**Trecho da página:**
—————

O segundo período do Quaternário é o Holoceno (de 11 mil anos até os dias de hoje). Caracteriza-se pelo fim da última idade glacial, com intenso desenvolvimento do homem e surgimento da civilização. É no Holoceno que temos o registro de toda a história da humanidade. Não pude preterir desta modesta e resumida explicação, pois os primórdios da vida no planeta não devem ser reduzidos a fantasias de livros infanto-juvenis. É preciso que se entendam todas as etapas que passamos para chegar até aqui. E não foi um “puf” instantâneo, como entendem os mais acanhados intelectualmente.


[i] Literalmente.
[ii] Supremo bem.
[iii] Atmosfera sem oxigênio.
[iv] Aleksandr Ivanovich Oparin (1894-1980) – bioquímico russo, influenciado por Darwin, desenvolveu a teoria evolucionista da “sopa prebiótica”.  
[v] Microgotas ricas em polímeros que ficam em suspensão na água.
[vi] Peixes primitivos sem mandíbulas.
[vii] Divisão do reino animal que compreende os invertebrados de exosqueleto quitinoso, providos de apêndices articulados pares: insetos, aracnídeos, crustáceos e miriápodes.
[viii] Animais com quatro patas ou nadadeiras.
[ix] Plantas dicotiledôneas de sementes nuas. 
[x] Espécime de crustáceo dos terrenos primários.
[xi] Lagartos com bicos.
[xii] Plantas que têm sementes revestidas de pericarpo distinto.

Se, realmente, a ciência é a única resposta para a humanidade, e de certo é, todas as religiões não passam de adereços. O pior é que sabemos disso! Mas somos hipócritas, esmolamos por lendas para suavizar o horror da existência – da seleção natural –, onde não existem Alices, tampouco o país das maravilhas. Mas, na hora em que as coisas ficam pretas, apelamos para os antibióticos com mais confiança do que nas orações. A reza sempre acompanha os horários dos medicamentos, mas eles é que não podem faltar... Optamos por tomografias, cintilografias, cateterismos e outras intervenções quando estamos em risco. Com certeza, antes das teologias de antanho. Por que, então, defendemos o universo das poções mágicas? Porque fugimos do mundo real – queremos os mágicos, os atores e os sacerdotes. São eles quem nos contam historinhas de ninar. Analisamos as eras geológicas; o bóson de Higgs; a escalada do genoma humano; a expansão do megaverso e outras descobertas. Será que depois disso vamos continuar chamando o primeiro homem de Adão?

Os criacionistas, que ainda ensaiam sair da Idade Média rumo ao iluminismo do século dezoito, dizem que os australopithecus; o homo erectus; o homo habilis; o homem de cromagnon e o homem de neanderthal não foram antepassados do homo sapiens... Foram meio-humanos, meio-animais, mas não guardavam nenhuma relação com o homem pronto, com o boneco de barro colocado no jardim das delícias.

—————

**Dados fornecidos:**

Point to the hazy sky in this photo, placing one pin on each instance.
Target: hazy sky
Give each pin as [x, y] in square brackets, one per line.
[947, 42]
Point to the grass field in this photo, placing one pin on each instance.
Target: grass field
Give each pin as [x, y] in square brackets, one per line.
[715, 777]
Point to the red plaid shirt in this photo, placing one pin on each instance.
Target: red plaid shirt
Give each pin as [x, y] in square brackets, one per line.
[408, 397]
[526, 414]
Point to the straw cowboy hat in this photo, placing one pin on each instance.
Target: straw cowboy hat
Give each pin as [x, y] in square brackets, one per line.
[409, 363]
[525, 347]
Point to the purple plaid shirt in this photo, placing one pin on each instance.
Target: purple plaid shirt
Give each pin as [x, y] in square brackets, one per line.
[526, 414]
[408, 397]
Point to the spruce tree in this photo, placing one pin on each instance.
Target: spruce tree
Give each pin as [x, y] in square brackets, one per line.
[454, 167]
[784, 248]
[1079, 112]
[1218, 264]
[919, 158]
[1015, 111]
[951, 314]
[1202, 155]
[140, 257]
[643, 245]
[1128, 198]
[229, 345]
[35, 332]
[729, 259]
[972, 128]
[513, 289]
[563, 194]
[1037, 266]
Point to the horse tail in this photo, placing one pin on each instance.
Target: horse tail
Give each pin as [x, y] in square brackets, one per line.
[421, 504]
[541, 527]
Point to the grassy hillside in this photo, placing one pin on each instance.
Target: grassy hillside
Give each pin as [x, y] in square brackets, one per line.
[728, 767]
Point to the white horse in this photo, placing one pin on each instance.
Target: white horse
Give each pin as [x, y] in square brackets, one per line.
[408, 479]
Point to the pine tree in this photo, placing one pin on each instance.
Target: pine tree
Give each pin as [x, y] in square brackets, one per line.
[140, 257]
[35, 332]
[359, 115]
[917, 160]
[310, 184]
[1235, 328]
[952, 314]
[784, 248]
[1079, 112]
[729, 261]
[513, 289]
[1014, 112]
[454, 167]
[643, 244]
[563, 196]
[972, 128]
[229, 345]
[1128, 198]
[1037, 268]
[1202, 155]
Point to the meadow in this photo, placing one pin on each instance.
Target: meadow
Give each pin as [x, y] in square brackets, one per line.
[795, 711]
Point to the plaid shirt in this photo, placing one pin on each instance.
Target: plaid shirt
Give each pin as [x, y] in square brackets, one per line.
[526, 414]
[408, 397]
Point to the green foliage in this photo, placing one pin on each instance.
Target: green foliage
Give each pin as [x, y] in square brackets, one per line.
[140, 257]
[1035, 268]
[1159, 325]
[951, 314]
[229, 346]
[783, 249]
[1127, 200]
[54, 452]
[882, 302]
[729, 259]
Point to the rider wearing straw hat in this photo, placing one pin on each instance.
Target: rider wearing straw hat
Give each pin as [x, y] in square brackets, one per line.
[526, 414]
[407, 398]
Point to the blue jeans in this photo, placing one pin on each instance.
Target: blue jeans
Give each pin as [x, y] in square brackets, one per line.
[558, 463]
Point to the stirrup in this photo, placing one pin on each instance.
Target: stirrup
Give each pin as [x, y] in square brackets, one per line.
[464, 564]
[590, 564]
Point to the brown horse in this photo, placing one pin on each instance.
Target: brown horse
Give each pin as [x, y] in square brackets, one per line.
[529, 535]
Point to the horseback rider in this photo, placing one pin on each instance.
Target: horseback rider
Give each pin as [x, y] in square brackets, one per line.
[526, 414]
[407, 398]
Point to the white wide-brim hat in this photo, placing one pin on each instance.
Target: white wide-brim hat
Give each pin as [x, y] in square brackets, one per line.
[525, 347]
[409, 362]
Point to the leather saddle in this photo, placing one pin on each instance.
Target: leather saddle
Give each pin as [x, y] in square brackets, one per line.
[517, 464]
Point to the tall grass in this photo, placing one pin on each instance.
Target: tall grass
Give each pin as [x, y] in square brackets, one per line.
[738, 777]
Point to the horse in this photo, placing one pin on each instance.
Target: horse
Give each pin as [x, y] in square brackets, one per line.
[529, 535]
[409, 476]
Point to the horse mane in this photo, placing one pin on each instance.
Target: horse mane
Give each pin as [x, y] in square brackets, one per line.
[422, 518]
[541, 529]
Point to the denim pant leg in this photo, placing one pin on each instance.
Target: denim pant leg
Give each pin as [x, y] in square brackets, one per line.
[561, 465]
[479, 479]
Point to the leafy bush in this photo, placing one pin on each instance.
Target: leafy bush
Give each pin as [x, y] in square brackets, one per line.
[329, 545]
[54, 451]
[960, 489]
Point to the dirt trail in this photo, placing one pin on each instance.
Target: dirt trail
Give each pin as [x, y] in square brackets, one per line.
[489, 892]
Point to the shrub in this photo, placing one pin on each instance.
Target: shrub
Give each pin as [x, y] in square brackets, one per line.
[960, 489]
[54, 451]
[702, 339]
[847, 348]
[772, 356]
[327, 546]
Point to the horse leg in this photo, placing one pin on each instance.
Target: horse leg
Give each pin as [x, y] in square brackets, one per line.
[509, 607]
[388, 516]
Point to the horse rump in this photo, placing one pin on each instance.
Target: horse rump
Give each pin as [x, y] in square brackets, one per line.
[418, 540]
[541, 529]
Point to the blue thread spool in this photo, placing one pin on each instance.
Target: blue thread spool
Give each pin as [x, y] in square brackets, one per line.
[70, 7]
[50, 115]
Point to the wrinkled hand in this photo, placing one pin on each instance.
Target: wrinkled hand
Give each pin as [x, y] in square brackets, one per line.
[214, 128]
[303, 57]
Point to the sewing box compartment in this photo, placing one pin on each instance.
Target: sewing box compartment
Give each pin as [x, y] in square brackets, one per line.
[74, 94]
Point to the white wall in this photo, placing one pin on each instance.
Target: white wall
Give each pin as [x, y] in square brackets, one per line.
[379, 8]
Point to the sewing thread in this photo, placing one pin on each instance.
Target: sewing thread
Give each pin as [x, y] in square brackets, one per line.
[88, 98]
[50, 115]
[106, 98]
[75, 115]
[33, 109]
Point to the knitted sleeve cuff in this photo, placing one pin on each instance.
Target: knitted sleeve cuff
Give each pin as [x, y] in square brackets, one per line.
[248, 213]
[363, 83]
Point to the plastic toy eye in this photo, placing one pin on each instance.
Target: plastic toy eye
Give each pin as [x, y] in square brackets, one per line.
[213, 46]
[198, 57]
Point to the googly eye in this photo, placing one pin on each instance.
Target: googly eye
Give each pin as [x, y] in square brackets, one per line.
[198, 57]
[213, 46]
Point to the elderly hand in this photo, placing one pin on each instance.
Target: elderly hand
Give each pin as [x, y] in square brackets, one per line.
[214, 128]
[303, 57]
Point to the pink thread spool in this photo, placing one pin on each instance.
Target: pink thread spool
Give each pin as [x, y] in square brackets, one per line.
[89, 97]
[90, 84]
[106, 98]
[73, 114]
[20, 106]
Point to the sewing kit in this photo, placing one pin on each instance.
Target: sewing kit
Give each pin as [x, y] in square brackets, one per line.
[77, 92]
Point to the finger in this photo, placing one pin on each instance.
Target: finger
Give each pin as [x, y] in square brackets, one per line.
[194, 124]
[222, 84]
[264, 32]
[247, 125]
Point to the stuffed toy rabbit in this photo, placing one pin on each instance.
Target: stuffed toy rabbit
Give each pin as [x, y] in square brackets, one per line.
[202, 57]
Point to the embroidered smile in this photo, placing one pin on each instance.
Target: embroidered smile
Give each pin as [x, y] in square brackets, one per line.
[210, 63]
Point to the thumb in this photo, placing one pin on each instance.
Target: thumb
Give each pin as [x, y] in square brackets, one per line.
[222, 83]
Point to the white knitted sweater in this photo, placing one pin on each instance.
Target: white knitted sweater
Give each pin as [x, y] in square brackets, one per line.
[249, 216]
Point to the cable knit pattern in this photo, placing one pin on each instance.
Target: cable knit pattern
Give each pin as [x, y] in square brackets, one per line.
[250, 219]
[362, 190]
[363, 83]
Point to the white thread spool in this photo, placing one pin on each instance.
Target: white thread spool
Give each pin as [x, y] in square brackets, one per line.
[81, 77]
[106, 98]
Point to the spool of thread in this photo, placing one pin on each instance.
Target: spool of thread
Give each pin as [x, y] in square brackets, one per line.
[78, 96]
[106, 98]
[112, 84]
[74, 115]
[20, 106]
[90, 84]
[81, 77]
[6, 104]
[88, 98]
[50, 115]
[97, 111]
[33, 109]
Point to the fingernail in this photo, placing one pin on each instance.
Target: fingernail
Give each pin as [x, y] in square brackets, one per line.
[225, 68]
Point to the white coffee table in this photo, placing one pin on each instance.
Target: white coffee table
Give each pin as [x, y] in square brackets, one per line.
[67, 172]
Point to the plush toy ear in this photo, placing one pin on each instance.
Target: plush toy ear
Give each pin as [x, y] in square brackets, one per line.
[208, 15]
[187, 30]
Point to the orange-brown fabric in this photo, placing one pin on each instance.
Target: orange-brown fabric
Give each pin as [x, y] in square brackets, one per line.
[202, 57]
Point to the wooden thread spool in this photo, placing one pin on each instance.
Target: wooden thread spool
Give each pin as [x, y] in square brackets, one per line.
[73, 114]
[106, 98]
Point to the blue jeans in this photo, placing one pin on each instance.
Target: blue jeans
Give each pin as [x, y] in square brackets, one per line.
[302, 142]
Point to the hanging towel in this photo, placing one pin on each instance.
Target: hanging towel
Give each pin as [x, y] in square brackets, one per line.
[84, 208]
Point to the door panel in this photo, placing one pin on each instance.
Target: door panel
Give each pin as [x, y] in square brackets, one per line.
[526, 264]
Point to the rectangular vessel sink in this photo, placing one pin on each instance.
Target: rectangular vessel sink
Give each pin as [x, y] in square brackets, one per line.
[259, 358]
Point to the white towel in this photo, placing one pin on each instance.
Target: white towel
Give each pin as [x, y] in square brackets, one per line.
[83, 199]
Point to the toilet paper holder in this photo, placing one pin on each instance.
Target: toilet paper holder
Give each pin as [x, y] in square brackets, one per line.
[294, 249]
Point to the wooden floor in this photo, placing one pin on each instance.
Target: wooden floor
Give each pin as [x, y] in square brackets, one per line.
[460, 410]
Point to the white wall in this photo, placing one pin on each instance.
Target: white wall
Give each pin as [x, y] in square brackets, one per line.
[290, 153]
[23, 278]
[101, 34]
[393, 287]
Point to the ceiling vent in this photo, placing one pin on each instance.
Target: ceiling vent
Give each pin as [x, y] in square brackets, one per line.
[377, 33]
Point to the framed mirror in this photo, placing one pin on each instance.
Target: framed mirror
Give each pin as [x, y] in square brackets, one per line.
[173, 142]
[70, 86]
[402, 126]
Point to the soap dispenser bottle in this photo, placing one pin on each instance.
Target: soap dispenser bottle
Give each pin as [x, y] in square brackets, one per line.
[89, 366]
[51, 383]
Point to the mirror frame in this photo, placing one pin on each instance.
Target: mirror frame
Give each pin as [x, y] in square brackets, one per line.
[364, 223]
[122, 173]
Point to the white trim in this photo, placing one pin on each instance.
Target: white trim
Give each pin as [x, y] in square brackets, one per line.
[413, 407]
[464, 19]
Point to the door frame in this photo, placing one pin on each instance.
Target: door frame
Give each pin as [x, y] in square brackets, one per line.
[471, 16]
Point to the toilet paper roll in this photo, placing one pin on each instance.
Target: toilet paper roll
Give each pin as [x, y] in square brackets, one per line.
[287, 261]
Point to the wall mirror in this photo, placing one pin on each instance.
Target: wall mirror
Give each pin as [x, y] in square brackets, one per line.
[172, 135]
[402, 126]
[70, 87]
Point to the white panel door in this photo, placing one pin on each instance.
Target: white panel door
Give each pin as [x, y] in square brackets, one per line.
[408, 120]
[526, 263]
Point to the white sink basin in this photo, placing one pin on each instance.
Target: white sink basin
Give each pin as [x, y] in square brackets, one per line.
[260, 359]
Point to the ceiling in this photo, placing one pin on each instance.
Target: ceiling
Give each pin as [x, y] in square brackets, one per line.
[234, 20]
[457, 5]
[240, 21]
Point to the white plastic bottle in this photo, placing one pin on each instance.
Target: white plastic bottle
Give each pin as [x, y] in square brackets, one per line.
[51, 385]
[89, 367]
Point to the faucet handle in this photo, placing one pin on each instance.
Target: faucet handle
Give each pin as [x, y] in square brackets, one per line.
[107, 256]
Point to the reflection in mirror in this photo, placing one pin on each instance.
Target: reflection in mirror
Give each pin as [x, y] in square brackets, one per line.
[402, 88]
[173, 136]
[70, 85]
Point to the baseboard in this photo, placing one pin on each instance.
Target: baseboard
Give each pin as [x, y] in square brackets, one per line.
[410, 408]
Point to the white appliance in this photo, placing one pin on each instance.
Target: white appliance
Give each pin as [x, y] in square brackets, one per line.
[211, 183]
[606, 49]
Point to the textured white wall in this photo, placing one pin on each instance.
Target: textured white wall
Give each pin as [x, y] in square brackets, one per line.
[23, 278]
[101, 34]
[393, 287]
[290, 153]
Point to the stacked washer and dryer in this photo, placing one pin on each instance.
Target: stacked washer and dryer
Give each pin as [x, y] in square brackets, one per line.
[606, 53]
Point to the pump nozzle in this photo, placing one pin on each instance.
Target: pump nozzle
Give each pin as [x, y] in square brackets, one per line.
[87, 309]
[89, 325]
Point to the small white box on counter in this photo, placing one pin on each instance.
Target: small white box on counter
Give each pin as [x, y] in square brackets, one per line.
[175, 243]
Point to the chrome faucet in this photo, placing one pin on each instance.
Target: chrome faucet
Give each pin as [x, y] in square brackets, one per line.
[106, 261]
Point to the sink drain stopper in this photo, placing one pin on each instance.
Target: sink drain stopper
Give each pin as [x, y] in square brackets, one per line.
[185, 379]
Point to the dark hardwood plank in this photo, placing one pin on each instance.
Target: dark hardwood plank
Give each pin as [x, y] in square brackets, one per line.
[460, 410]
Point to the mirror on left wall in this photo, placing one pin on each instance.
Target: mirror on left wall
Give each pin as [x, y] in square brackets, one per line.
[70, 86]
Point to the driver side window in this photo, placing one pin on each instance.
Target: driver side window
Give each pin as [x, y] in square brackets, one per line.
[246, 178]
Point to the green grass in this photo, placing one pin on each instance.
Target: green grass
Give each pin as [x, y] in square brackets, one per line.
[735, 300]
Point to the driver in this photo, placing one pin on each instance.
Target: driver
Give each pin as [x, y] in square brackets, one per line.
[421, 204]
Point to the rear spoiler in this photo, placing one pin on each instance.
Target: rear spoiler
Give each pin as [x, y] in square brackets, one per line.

—————

**O que se pede:**
Pode transcrever literalmente, no trecho da página acima, a parte que se abre com as palavras que contêm "[iv] Aleksandr Ivanovich" e se fecha com "de sementes nuas."?

**Resultado do exercício:**
[iv] Aleksandr Ivanovich Oparin (1894-1980) – bioquímico russo, influenciado por Darwin, desenvolveu a teoria evolucionista da “sopa prebiótica”.  
[v] Microgotas ricas em polímeros que ficam em suspensão na água.
[vi] Peixes primitivos sem mandíbulas.
[vii] Divisão do reino animal que compreende os invertebrados de exosqueleto quitinoso, providos de apêndices articulados pares: insetos, aracnídeos, crustáceos e miriápodes.
[viii] Animais com quatro patas ou nadadeiras.
[ix] Plantas dicotiledôneas de sementes nuas.